▶ Brontekst:
┄┄┄┄┄┄┄┄┄┄┄┄┄┄┄┄┄┄┄┄

Op 10 augustus 2017 liepen we samen naar de kantine. Een nieuwe medewerker genaamd [verdachte] zat al in de kantine toen wij naar binnen liepen. Wij liepen naar de kraan om onze handen te wassen. Toen mijn man [slachtoffer 3] zich na het handen wassen omdraaide en langs [verdachte] liep stond [verdachte] ineens op en sloeg [slachtoffer 3] in zijn gezicht met een vuistslag. [slachtoffer 3] viel daarna achterover op de grond en bleef liggen. [20]
Verdachte heeft ter terechtzitting verklaard dat hij [slachtoffer 3] op 10 augustus 2017 een ‘slap’ (de rechtbank begrijpt: klap in het Engels) op zijn wang had gegeven. [21]
16/659019-18
Het feit is door verdachte begaan. Verdachte heeft het ten laste gelegde feit bekend. De raadsman heeft geen vrijspraak voor dit feit bepleit. De rechtbank volstaat onder deze omstandigheden met een opsomming van de volgende bewijsmiddelen:
  • de bekennende verklaring van verdachte ter terechtzitting van 5 februari 2018;
  • een in de wettelijke vorm opgemaakt proces-verbaal van aangifte van [slachtoffer 4] van
15 augustus 2017, genummerd PL0900-2017250002-1, opgemaakt door de politie Midden-Nederland.

5.BEWEZENVERKLARING

De rechtbank acht wettig en overtuigend bewezen dat verdachte:
16/659967-17 primair
op 26 augustus 2017 te Utrecht ter uitvoering van het door verdachte voorgenomen misdrijf om opzettelijk [slachtoffer 1] van het leven te beroven, met dat opzet met een mes, meermalen, in de nek en hals van die [slachtoffer 1] heeft gestoken, terwijl de uitvoering van dat voorgenomen misdrijf niet is voltooid;
16/181968-16
op 4 september 2016 te Utrecht [slachtoffer 2] heeft mishandeld door hem in zijn gezicht te slaan;
16/153745-17
op 10 augustus 2017 te Utrecht [slachtoffer 3] heeft mishandeld door voornoemde [slachtoffer 3] in het gezicht te slaan;
16/659019-18
op 4 augustus 2017 te Utrecht opzettelijk [slachtoffer 4] , in het openbaar en in zijn tegenwoordigheid, door feitelijkheden, heeft beledigd, door in het gezicht van die [slachtoffer 4] te spugen.
Voor zover in het bewezen verklaarde deel van de tenlastelegging taal- en/of schrijffouten voorkomen, zijn deze in de bewezenverklaring verbeterd. De verdachte is daardoor niet in de verdediging geschaad.

┄┄┄┄┄┄┄┄┄┄┄┄┄┄┄┄┄┄┄┄

▶ Gegevensvermeldingen:
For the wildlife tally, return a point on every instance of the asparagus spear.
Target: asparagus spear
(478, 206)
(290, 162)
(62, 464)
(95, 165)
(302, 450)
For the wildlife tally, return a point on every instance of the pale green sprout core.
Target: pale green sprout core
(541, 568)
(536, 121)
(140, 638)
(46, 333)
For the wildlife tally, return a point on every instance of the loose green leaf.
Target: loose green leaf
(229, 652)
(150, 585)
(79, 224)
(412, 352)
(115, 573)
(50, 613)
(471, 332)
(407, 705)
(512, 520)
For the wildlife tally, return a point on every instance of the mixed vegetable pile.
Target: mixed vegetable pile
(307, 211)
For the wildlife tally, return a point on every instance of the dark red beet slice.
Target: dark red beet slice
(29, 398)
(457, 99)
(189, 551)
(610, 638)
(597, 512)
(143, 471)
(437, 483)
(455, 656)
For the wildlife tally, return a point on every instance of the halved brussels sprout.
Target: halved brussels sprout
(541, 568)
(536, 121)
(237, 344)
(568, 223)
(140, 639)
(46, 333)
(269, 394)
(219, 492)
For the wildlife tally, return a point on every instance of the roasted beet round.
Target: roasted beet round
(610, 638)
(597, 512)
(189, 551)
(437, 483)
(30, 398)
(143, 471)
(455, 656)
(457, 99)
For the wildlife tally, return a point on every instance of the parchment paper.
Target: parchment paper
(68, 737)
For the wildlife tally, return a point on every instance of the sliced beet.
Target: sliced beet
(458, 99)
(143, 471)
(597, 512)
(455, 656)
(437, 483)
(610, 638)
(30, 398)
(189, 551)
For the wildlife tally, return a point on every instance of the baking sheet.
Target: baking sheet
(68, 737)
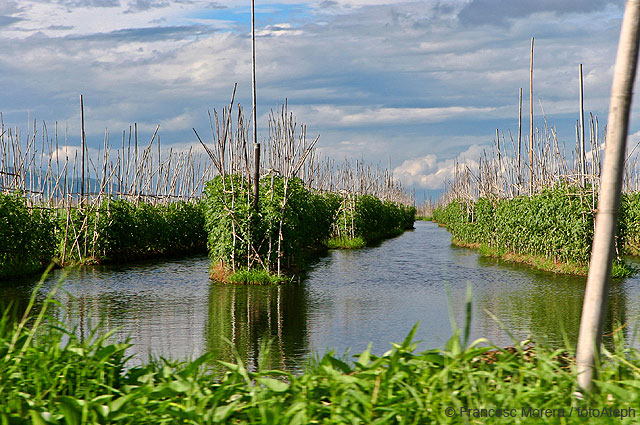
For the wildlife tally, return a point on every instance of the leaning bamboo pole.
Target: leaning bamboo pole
(597, 291)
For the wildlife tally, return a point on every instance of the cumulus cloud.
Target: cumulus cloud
(422, 81)
(498, 11)
(429, 172)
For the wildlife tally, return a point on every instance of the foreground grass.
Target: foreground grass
(619, 269)
(48, 376)
(256, 277)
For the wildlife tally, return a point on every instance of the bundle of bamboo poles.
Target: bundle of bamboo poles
(50, 172)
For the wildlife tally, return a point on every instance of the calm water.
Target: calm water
(350, 299)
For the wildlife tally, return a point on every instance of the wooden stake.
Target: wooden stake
(531, 122)
(83, 143)
(597, 291)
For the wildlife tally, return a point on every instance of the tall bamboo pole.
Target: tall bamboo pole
(519, 138)
(83, 143)
(531, 122)
(256, 145)
(597, 291)
(583, 165)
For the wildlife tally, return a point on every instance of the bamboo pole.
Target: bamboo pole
(531, 122)
(583, 166)
(256, 145)
(83, 143)
(597, 291)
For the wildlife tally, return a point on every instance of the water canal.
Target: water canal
(375, 295)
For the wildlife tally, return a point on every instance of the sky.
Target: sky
(414, 84)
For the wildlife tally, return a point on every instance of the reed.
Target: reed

┄┄┄┄┄┄┄┄┄┄┄┄┄┄┄┄┄┄┄┄

▶ Werkopdracht 1:
Beantwoord aan de hand van het strafvonnis:
(a) Op welke datum legde verdachte zijn bekennende verklaring ter terechtzitting af?
(b) In welke stad zijn alle bewezen verklaarde feiten gepleegd?
(c) Hoe heeft verdachte volgens de bewezenverklaring bij zaaknummer 16/659019-18 het slachtoffer beledigd?
▶ Werkopdracht 2: Zet het strafvonnis voort vanaf de laatste zin.
De vermeldingen spelen hierbij geen enkele rol.

▶ Antwoord opdracht 1:
(a) Op 5 februari 2018.
(b) In Utrecht.
(c) Door in het gezicht van het slachtoffer te spugen.

▶ Antwoord opdracht 2:
Hetgeen meer of anders is ten laste gelegd is niet bewezen. De verdachte wordt hiervan vrijgesproken.

6.STRAFBAARHEID VAN DE FEITEN

Er is geen omstandigheid aannemelijk geworden die de strafbaarheid van het bewezen verklaarde uitsluit, zodat dit strafbaar is.
Het bewezen verklaarde levert volgens de wet de volgende strafbare feiten op:
16/659967-17 primair:
poging tot doodslag;
16/181968-16 en 16/153745-17:
telkens, mishandeling;
16/659019-18:
belediging.

7.STRAFBAARHEID VAN VERDACHTE

De rechtbank heeft kennis genomen van het psychiatrisch onderzoek Pro Justitia d.d.
11 oktober 2017 ten aanzien van parketnummer 16/659967-17 van drs. M.M. Sprock, psychiater. In dit rapport wordt - onder meer - geconstateerd dat verdachte de realiteit op een verwrongen eigen manier ervaart: iedereen is hem kwaadgezind, overal hoort en ervaart hij pesterijen, hij wordt continu belaagd. Hij is zich overdreven bewust van zijn omgeving, maar dan op een verwrongen manier en interpreteert deze vanuit zijn eigen gedachtegang. Hij reageert op het slachtoffer op een impulsieve agressieve manier vanuit die paranoïde gedachten. Er kan gesproken worden van ernstige oordeels- en kritiekstoornissen, in die mate dat verdachte geen controle meer had over zijn wil en volledig handelde vanuit de stoornis. Verdachte reageerde op de in zijn beleving provocaties en pesterijen waarbij geen ruimte meer was voor gedragsalternatieven. Er wordt geadviseerd om het ten laste gelegde in het geheel niet aan verdachte toe te rekenen.
De rechtbank heeft ook kennis genomen van het psychologisch onderzoek Pro Justitia d.d.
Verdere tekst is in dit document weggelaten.